DIRECTION 1: In the forum comment on tuple spaces, what was the CTO at the commenter's first job the chief architect for?

TEXT PASSAGE:
-- Begin --
Tuple Spaces – Good Ideas Don't Always Win (2011) - panic
https://software-carpentry.org/blog/2011/03/tuple-spaces-or-good-ideas-dont-always-win.html
======
nostrademons
The CTO at my first job out of college was the chief architect for JavaSpaces.
I think we'd used it in an early version of the product but had migrated away
from it by the time I joined full-time.

Aside from the fairness issues that other commenters mention, tuple-spaces
work at an awkward level of abstraction. You can easily implement many other
distributed concurrency models with them - semaphores, message queues,
producer/consumer channels, broadcasts, even MVCC and transactions - but
oftentimes, _in the application_ it's more natural to just use the more
specific abstractions. For example, you could implement a message queue by
putting tuples of [type tag, sequence number, ...data] in and taking out the
next message of a given type - but usually you'd want guarantees that there
are no name collisions among type tags, and that sequence numbers are never
skipped, and a mechanism to resend missing messages if for whatever reason
they aren't produced correctly. At that point you'd rather just use golang-
style channels or a real message queue library rather than roll that on top of
the tuple-space.
-- End --
DATA PROVIDED:
-- Begin --
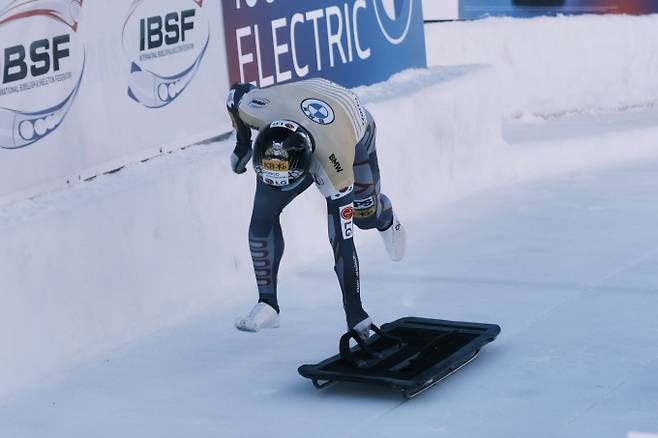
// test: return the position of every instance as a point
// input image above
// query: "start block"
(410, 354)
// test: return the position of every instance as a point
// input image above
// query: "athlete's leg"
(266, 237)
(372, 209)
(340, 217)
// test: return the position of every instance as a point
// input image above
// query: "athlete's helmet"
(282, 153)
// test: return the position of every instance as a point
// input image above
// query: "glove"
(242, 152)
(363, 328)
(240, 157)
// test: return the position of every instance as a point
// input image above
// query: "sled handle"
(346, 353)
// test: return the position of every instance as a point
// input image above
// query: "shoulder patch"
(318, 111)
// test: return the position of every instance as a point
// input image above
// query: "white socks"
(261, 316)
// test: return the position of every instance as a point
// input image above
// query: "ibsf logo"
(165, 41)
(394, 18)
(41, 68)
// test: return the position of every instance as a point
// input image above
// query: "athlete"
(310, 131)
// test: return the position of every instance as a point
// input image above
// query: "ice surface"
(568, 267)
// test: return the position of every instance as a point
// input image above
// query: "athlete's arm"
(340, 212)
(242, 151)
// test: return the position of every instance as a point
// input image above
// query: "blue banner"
-- End --
-- Begin --
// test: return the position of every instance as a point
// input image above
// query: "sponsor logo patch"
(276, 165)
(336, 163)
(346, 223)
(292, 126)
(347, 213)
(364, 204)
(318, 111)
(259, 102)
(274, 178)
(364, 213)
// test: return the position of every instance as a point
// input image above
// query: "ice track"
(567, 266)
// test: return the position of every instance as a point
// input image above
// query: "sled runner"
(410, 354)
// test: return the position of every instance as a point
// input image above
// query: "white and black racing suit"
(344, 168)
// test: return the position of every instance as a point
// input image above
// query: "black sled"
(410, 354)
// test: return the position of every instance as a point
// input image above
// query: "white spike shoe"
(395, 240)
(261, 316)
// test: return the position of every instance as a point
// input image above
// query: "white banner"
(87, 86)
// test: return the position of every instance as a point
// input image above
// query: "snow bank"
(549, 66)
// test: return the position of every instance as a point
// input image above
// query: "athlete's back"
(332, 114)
-- End --
DIRECTION 2: Count the lines in the rows that contain the string "black", treating case as significant, and reply with only that number.

EXPECTED OUTPUT 1: JavaSpaces.

EXPECTED OUTPUT 2: 2